**Task to carry out:**
Swap "glass" for "glazed" in the material, from the line with "[locate] the red flower" up to and including the final line, and give back only those lines with nothing else altered.

**Excerpted data:**
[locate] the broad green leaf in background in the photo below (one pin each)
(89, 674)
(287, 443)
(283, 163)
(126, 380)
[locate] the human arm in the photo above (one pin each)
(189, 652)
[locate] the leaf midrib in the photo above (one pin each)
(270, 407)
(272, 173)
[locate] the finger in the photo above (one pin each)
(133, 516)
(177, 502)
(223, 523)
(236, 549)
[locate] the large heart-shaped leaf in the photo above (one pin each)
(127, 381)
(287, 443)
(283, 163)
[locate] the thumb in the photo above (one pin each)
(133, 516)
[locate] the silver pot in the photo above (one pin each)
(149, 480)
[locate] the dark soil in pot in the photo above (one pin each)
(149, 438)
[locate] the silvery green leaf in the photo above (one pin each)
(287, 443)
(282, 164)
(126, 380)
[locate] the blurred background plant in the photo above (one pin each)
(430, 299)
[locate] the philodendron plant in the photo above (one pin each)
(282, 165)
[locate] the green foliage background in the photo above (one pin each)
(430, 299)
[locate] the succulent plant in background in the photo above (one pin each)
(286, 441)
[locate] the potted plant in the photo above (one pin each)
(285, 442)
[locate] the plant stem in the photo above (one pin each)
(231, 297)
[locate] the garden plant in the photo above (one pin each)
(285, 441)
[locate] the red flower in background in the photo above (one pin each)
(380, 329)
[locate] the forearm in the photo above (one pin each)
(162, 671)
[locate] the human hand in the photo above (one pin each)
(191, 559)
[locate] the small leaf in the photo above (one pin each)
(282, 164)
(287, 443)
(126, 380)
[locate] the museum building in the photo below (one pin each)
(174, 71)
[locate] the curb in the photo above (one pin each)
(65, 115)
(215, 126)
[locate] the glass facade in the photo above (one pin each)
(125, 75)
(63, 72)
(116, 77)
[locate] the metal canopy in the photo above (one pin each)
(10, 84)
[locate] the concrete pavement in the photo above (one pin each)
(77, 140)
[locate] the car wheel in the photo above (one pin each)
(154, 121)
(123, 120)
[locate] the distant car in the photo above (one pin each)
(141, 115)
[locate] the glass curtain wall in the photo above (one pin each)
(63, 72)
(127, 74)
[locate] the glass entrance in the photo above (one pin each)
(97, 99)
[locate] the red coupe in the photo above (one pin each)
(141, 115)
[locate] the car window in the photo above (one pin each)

**Result for this task:**
[locate] the red flower in background in the photo above (one pin each)
(380, 329)
[locate] the forearm in the photo above (one pin each)
(162, 671)
[locate] the human hand in the photo above (one pin each)
(191, 559)
[locate] the small leaf in the photo above (one pin each)
(282, 164)
(287, 443)
(126, 380)
[locate] the museum building in the photo below (one pin each)
(174, 71)
[locate] the curb in the photo above (one pin each)
(65, 115)
(215, 126)
[locate] the glazed facade in the photo above (one pin each)
(125, 75)
(63, 72)
(116, 77)
[locate] the metal canopy in the photo above (one pin each)
(10, 84)
[locate] the concrete pavement in the photo above (one pin each)
(77, 140)
[locate] the car wheel in the photo above (one pin each)
(154, 121)
(123, 120)
[locate] the distant car in the photo above (one pin each)
(141, 115)
[locate] the glazed curtain wall in the photo above (one pin each)
(63, 72)
(127, 74)
[locate] the glazed entrance in the photo above (one pin each)
(97, 99)
[locate] the red coupe in the photo above (one pin each)
(141, 115)
[locate] the car window in the photo above (one pin each)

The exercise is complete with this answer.